• _YOUR TASK_: Please gather every line from the entries below that contains the string "shoreline", copying each such line in full. Case counts when matching.

▬▬▬

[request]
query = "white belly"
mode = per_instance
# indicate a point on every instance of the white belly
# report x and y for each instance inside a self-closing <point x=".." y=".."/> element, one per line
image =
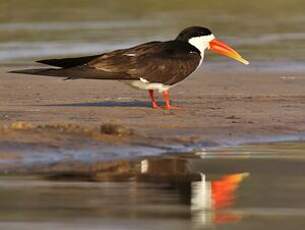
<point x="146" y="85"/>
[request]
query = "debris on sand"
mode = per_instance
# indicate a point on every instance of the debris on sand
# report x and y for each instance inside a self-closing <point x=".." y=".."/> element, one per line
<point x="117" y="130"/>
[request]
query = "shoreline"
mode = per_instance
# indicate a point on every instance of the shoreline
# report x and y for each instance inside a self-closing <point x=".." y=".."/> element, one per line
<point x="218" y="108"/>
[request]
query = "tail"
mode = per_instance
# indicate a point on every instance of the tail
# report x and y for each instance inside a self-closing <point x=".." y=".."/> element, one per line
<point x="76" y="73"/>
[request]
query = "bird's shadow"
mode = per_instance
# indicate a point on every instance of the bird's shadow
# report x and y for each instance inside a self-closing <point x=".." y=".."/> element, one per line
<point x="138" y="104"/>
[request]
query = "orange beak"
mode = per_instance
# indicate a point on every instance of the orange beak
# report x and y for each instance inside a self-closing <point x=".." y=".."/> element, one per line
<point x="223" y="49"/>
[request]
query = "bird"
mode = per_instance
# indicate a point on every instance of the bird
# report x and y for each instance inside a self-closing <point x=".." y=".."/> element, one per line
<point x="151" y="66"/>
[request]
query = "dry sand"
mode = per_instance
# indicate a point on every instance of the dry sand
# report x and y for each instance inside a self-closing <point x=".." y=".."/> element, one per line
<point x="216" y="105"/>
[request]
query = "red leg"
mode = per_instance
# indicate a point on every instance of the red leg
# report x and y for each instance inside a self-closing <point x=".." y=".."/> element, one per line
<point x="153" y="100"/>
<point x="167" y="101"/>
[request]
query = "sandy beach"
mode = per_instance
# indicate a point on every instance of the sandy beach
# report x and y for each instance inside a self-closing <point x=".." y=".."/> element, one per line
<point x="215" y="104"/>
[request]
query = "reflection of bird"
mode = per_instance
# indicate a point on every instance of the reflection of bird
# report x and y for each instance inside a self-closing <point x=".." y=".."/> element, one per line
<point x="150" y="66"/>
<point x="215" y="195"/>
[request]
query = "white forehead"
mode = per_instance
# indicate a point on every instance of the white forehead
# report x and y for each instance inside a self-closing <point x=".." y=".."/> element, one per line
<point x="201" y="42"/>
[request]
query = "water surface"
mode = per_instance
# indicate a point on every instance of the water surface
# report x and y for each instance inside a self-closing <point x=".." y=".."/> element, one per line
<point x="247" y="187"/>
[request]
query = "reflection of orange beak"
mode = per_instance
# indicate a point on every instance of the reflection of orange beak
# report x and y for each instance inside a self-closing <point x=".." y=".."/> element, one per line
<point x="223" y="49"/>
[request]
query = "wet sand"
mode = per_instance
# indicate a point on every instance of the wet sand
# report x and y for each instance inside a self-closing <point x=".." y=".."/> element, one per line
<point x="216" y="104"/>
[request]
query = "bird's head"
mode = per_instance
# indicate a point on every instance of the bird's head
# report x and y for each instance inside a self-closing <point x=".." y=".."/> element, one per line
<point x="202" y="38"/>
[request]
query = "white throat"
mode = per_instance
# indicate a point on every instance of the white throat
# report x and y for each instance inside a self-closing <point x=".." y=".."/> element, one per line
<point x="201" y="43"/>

▬▬▬

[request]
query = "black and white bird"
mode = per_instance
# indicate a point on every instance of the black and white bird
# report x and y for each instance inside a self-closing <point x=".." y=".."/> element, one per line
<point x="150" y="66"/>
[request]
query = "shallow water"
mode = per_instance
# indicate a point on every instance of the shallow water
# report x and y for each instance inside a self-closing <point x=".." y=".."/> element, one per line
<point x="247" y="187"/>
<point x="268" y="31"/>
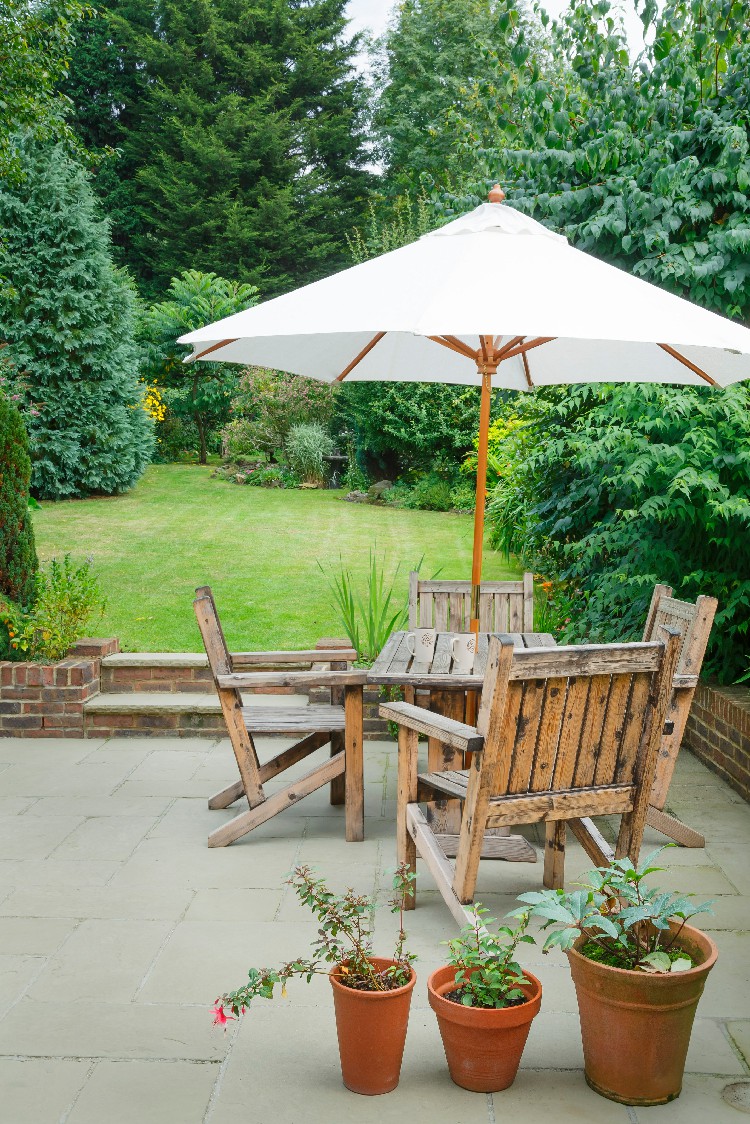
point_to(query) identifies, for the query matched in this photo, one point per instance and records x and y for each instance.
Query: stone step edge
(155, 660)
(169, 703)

▬▬▬

• _RIGHT ANSWER_:
query = "shoreline"
# indicate a point on every instance of the shoreline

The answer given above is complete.